▶ _Request a_: Copy word for word the part of the listing that opens with the line containing "[tag] one dot per instance, sample [39,189]." and runs through the final line of the listing.

▶ _Quoted passage_:
= = = =
Equity & Inclusion at Hunter College High School – FAQ
How does the HCHS population compare with our city population?
The 2019-2020 HCHS student body is 9% low-income, 6.2% Latinx and 2.4% Black. This does not reflect the NYC student population which is 72.8% is economically disadvantaged, 40.6% Latinx and 25.5% Black.
Are we capturing a representative group of students who could thrive at HCHS?
Of the pool of New York City 5th graders scoring high enough to qualify to take the Hunter admissions test, 47% are low-income and 27% are Black or Latinx.
How do we compare to other specialized high schools?
The current HCHS population is more skewed towards affluence. At Hunter, 9% of 7-12th graders are below the free and reduced lunch threshold. At Stuyvesant and Bronx Science the figure is 42% and at Brooklyn Tech it is 59%.
Where in the city do our students come from?
The bulk of current HCHS students are drawn from relatively few, mostly affluent neighborhoods with little representation of high-achieving students from lower income parts of the city. Census tracked data shows that our population is drawn from just 129 of NYC’s 2164 census tracts.
How does our admissions process compare to other NYC selective schools?
= = = =
▶ _Record extracts_:

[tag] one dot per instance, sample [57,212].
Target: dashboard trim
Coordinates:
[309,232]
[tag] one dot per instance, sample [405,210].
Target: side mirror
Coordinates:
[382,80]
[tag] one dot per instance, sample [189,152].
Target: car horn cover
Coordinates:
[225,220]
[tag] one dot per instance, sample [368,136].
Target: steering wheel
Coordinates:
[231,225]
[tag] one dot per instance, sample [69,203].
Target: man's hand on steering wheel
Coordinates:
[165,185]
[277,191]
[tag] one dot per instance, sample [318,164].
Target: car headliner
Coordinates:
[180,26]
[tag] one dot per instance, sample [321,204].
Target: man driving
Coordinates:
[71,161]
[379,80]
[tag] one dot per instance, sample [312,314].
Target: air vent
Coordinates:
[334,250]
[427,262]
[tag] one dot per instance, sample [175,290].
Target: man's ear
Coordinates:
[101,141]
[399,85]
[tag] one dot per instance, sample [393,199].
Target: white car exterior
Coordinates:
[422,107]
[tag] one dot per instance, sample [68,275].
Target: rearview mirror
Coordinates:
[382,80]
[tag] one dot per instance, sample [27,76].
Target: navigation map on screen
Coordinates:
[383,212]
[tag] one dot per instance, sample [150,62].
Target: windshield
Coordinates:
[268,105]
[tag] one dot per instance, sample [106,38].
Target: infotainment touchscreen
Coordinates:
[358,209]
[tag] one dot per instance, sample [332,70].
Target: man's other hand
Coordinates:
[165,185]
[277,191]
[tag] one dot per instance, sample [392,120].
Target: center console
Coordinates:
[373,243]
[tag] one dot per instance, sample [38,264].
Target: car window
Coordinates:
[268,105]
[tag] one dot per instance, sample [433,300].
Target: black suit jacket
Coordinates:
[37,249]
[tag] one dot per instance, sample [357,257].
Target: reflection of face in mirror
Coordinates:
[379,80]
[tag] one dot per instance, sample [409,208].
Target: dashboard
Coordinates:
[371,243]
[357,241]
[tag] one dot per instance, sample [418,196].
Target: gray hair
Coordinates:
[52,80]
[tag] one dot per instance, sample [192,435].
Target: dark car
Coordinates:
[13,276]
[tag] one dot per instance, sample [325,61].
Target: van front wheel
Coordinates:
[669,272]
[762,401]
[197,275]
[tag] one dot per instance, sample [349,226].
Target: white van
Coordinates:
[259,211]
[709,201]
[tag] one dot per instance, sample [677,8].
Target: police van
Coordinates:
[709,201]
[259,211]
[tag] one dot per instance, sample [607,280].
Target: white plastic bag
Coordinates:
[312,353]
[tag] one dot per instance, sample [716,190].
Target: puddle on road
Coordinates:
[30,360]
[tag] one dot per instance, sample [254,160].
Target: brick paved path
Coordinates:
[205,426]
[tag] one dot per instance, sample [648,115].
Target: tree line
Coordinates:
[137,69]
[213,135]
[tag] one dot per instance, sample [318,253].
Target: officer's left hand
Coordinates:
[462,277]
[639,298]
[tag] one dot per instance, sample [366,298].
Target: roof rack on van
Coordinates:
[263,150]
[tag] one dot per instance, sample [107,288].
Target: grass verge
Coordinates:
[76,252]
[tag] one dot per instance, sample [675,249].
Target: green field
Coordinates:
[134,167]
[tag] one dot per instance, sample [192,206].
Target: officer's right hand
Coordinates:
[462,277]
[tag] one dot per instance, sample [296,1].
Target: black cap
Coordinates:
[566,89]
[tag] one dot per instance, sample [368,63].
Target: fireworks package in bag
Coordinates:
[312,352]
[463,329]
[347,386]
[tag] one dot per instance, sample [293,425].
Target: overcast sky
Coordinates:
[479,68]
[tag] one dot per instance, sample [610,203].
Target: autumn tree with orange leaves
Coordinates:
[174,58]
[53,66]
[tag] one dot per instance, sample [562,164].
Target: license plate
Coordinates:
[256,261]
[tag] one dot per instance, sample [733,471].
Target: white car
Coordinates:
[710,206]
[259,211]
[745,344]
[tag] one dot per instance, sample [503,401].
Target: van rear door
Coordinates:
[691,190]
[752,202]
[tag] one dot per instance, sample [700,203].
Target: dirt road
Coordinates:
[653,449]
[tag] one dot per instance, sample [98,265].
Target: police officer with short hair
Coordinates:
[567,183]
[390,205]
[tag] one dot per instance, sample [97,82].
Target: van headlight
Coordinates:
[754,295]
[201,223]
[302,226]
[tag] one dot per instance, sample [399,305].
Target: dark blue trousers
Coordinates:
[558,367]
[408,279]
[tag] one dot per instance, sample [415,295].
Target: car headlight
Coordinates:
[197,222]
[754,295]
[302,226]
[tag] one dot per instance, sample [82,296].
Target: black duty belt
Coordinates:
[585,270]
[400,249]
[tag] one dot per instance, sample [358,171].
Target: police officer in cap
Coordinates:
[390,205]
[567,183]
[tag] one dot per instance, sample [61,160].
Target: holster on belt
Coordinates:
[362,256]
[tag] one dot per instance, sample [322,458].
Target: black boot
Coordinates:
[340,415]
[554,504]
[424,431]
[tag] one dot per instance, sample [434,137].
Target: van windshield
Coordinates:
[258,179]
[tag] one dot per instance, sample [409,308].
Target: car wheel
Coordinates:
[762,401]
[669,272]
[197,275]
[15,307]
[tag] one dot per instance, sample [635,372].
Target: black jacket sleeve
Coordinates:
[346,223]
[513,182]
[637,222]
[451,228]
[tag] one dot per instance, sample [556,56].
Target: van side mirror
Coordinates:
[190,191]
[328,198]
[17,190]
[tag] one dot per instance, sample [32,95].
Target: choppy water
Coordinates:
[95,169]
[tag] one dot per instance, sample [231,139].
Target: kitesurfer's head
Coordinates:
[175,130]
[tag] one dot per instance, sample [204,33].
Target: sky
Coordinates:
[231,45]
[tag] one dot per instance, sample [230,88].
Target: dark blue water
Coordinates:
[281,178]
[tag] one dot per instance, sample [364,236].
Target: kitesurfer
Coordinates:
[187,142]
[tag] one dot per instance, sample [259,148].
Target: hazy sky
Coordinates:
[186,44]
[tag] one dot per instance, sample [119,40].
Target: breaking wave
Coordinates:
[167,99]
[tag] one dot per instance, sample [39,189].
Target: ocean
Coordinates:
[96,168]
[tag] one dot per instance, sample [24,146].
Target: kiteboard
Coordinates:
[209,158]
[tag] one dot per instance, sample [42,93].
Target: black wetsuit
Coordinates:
= = = =
▶ _Request b_: Name every high school mentioned in the equity and inclusion FAQ.

▶ _Final result a_:
[tag] one dot per instance, sample [39,189].
Target: ocean
Coordinates:
[96,168]
[tag] one dot per instance, sample [24,146].
Target: kiteboard
Coordinates:
[209,158]
[tag] one dot per instance, sample [42,93].
Target: black wetsuit
Coordinates:

▶ _Final result b_: Hunter College High School (HCHS), Stuyvesant, Bronx Science, Brooklyn Tech